_AIM:_ Nothing but the lines from the one containing "For the benchmark, point to the red and" to the end of the data should be returned, each exactly as written.
* start RECORDS PROVIDED *
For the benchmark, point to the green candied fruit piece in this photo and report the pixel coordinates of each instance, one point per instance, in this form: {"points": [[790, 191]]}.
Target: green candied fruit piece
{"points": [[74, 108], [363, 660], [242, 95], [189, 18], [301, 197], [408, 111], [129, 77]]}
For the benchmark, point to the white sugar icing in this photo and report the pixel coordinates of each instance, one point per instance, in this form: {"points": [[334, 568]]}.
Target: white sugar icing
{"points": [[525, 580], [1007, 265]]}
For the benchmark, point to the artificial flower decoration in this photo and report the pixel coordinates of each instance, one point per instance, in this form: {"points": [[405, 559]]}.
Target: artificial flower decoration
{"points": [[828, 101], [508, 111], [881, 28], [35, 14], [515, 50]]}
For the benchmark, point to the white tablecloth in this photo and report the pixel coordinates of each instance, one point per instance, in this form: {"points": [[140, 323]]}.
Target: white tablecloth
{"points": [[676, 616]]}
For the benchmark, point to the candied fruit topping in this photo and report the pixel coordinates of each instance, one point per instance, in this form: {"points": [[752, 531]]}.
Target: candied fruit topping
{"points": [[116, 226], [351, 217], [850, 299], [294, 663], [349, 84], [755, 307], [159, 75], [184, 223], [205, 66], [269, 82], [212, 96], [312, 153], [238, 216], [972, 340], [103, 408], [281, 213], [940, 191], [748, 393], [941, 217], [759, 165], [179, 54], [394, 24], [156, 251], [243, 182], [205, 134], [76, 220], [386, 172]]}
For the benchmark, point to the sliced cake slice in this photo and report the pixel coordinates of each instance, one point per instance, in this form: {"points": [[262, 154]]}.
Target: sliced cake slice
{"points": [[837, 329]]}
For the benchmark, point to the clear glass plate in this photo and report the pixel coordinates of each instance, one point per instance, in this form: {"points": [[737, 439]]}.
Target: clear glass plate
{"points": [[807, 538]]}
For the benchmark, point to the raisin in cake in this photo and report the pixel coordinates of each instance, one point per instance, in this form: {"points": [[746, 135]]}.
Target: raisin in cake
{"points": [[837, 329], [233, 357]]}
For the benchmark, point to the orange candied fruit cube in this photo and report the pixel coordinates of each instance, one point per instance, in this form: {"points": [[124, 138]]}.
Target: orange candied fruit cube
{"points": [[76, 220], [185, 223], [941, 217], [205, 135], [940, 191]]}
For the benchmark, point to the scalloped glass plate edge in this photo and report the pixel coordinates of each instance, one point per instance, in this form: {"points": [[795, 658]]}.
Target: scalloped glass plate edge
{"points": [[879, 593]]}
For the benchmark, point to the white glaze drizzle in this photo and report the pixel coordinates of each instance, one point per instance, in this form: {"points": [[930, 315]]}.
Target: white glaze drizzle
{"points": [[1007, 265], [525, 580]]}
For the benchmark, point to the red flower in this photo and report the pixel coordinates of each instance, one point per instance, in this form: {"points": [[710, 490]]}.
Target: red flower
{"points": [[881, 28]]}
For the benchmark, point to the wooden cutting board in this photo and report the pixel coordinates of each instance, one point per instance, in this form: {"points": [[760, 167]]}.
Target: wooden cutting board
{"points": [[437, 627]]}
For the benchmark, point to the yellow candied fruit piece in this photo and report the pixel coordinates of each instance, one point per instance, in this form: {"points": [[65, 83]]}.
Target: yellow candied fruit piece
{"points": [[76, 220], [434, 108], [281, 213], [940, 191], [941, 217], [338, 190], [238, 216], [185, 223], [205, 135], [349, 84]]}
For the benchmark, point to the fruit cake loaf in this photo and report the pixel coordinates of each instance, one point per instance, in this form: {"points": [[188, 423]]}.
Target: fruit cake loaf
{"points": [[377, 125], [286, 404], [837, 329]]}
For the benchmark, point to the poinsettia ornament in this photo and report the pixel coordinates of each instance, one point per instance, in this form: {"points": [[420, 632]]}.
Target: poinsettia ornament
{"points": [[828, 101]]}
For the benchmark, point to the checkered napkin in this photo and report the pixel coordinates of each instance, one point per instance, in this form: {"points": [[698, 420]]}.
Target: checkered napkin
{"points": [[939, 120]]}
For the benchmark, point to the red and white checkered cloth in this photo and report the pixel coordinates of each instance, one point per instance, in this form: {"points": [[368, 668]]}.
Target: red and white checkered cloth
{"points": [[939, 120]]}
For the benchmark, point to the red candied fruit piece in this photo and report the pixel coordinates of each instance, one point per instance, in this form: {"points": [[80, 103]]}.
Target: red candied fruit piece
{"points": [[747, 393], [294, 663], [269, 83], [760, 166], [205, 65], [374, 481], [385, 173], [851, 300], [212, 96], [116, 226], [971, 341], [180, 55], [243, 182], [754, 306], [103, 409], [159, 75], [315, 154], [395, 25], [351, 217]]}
* end RECORDS PROVIDED *
_ANSWER TO THE EXERCISE:_
For the benchmark, point to the red and white checkered cloth in this photo and report the pixel coordinates of each instance, one point per instance, in this form: {"points": [[368, 668]]}.
Target: red and white checkered cloth
{"points": [[939, 120]]}
For the benchmark, point to the red candied fruit piece in this photo and report the pixel coordinates of each instance, one point per instance, in this form: {"points": [[80, 103]]}.
Target: red candied fruit piece
{"points": [[747, 393], [294, 663], [269, 83], [760, 166], [205, 65], [374, 481], [385, 173], [851, 300], [212, 96], [116, 226], [971, 341], [180, 55], [243, 182], [754, 306], [103, 409], [159, 75], [315, 154], [395, 25], [351, 217]]}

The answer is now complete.